(Rows from a collection)
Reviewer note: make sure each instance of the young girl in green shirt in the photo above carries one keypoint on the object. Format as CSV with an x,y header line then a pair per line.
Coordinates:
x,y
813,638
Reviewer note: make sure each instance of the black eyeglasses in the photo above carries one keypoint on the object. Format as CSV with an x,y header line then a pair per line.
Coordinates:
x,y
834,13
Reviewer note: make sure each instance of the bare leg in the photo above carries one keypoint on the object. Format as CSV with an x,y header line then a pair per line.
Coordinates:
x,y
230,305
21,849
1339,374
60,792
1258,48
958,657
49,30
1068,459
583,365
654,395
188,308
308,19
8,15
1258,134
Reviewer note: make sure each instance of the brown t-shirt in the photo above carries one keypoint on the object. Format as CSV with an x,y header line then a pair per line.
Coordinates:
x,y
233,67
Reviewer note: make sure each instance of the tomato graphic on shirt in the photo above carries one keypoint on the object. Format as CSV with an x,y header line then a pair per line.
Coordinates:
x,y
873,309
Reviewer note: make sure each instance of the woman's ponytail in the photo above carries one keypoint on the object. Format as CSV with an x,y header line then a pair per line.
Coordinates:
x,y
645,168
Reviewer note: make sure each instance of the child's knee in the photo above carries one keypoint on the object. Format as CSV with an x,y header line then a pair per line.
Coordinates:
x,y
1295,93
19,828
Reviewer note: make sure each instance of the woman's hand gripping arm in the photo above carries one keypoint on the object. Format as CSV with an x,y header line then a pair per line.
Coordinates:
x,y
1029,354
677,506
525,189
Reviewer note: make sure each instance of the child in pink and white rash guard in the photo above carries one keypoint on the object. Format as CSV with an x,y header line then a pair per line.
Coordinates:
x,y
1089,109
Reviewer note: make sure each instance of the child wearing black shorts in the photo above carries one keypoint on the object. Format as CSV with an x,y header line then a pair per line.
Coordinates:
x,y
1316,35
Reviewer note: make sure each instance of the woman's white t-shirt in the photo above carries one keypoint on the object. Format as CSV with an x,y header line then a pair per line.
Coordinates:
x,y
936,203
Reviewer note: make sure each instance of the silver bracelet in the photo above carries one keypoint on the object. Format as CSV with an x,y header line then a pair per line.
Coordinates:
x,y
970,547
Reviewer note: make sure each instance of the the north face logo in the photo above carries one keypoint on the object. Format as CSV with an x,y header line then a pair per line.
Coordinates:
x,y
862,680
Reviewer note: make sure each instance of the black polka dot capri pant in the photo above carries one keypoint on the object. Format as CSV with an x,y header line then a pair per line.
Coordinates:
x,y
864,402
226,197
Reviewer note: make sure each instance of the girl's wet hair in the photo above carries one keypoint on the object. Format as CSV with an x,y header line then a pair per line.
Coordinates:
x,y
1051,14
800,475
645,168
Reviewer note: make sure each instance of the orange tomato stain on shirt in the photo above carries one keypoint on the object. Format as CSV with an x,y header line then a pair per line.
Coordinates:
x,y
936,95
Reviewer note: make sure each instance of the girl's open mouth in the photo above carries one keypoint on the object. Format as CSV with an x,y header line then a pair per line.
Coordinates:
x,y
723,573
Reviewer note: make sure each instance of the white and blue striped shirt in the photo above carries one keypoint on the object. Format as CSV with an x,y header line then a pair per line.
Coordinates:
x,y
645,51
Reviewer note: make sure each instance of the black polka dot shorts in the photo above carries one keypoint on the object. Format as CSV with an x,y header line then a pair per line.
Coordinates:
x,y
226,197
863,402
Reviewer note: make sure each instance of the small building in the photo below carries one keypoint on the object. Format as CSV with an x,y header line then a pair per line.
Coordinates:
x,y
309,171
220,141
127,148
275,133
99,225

▶ **The task**
Starting at the row containing "Reviewer note: make sure each instance of the white" and ending at the last row, rewrite those rows with their requests included, shifting every coordinate in the answers by adding -108 to it.

▶ **Answer for the task**
Reviewer note: make sure each instance of the white and blue striped shirt in the photo above carries one keypoint on the object. Format as CSV with an x,y header line then a pair per line.
Coordinates:
x,y
537,-57
Reviewer note: make sure each instance of the black polka dot shorts in the photo above carries one keypoint on the object. Format as CSV with an x,y header line then a pair per line.
Coordinates:
x,y
118,89
755,294
Reviewer note: make sure each instance of the small building in the photo below carries one keypoint on the object. Format as CSV with an x,y header line then a pair per line.
Coordinates:
x,y
201,63
112,33
19,40
167,25
-9,117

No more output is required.